╭─ PROVIDED RECORDS
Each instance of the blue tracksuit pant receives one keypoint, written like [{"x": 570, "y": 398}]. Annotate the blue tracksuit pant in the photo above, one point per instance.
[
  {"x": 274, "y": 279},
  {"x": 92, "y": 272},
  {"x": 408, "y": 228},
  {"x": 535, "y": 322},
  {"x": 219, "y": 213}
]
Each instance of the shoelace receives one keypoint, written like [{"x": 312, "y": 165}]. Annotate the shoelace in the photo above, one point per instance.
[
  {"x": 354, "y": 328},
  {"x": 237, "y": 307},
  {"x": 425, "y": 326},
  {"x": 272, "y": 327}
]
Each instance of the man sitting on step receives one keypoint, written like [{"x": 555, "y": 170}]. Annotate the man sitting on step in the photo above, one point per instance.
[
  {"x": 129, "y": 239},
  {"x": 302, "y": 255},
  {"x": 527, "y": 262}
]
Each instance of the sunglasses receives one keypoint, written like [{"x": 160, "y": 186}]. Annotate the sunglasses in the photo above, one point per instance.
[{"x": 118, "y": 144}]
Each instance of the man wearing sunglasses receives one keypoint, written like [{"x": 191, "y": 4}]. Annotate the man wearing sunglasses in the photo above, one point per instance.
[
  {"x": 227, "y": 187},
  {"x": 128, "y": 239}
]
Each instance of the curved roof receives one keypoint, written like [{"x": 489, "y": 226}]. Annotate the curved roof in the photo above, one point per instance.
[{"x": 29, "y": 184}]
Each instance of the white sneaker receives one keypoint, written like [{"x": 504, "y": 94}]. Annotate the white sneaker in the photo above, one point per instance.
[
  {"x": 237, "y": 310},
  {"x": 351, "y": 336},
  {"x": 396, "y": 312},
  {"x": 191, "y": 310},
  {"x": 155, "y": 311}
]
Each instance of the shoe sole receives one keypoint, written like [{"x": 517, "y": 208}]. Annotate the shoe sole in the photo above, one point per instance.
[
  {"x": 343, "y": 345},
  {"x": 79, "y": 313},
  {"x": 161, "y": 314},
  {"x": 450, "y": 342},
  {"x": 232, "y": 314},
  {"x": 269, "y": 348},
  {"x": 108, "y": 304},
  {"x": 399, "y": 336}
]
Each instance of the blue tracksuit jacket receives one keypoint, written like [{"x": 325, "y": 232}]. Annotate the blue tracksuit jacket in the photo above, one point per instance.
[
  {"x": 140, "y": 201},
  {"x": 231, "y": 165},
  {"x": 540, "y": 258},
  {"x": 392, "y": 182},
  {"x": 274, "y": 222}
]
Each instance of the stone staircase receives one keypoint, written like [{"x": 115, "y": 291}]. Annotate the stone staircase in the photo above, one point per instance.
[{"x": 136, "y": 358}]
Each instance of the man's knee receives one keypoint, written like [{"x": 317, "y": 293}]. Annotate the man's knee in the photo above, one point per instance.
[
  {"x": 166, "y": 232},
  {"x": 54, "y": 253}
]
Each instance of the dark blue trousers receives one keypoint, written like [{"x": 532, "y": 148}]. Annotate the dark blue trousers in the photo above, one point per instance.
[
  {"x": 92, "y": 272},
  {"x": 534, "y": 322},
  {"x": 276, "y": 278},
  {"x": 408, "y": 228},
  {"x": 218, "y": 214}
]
╰─
╭─ PROVIDED RECORDS
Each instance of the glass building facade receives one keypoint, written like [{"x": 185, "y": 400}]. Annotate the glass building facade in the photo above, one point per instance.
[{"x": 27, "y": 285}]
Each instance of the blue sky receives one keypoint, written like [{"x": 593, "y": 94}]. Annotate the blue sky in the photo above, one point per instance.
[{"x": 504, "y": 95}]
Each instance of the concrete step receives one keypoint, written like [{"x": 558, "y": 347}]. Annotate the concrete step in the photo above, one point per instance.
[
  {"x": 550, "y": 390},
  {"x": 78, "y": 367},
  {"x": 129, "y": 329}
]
╰─
:: INSTRUCTIONS FOR THE TASK ::
Which lines in the rows above contain the string "step"? Identify each one and copy it in full, treating case as significant.

:: OUTPUT ::
Each instance of the man sitting on step receives one keypoint, written like [{"x": 555, "y": 170}]. Annotate the man sitting on step in the photo above, one point per instance.
Each instance of the concrete step receives one keypoint, written like [{"x": 558, "y": 347}]. Annotate the concrete step in the photo above, one point per instance.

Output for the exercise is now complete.